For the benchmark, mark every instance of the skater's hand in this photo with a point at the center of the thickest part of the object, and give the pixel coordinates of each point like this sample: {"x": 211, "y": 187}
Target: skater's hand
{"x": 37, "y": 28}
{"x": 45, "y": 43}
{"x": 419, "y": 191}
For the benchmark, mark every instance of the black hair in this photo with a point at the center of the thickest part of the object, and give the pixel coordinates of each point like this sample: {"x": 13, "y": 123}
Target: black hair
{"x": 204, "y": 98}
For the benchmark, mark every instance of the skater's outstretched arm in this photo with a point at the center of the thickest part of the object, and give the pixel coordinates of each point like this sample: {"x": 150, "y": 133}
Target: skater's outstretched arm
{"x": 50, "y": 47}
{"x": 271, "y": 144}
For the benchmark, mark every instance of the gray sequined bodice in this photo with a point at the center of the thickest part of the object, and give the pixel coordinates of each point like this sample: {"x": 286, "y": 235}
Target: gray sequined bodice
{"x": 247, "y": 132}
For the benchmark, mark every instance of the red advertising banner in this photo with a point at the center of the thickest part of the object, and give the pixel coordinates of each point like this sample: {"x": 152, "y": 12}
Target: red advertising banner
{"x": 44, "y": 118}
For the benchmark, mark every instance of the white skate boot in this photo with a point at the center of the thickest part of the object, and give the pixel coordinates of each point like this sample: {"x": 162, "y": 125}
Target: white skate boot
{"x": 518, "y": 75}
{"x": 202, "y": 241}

• • • •

• Goal
Reproduce the records in full, exactly as written.

• Expected answer
For the benchmark, mark every instance of the skater's hand in this photo with a point at the center of the thickest part of the object, and give the pixel coordinates of each point like this sample: {"x": 211, "y": 187}
Target: skater's hand
{"x": 37, "y": 28}
{"x": 45, "y": 43}
{"x": 419, "y": 191}
For the benchmark, mark every instance of the black hair in this photo with a point at the center of the thickest part of the object, and give the pixel coordinates of each point like this sample: {"x": 13, "y": 123}
Target: black hair
{"x": 204, "y": 98}
For the benchmark, mark every instance of the skater's outstretched arm in this photo with a point at the center of the thickest part of the object, and give the pixel coordinates of each point like this sample: {"x": 150, "y": 133}
Target: skater's outstretched arm
{"x": 50, "y": 47}
{"x": 271, "y": 144}
For the benchmark, mark every instance of the gray sequined bodice in this photo with a point at the center of the thickest part of the object, and give the pixel coordinates of each point like this sample: {"x": 286, "y": 235}
Target: gray sequined bodice
{"x": 247, "y": 132}
For the benchmark, mark every instance of the red advertising banner in this photo with a point at the center of the thickest part of the object, and give the pixel coordinates of each point like this sample: {"x": 152, "y": 12}
Target: red advertising banner
{"x": 44, "y": 118}
For the benchmark, mark every instance of the white skate boot in this photo with a point at the center of the thickest part of the object, and give the pixel coordinates of each point like this sample: {"x": 162, "y": 125}
Target: white skate boot
{"x": 518, "y": 75}
{"x": 202, "y": 241}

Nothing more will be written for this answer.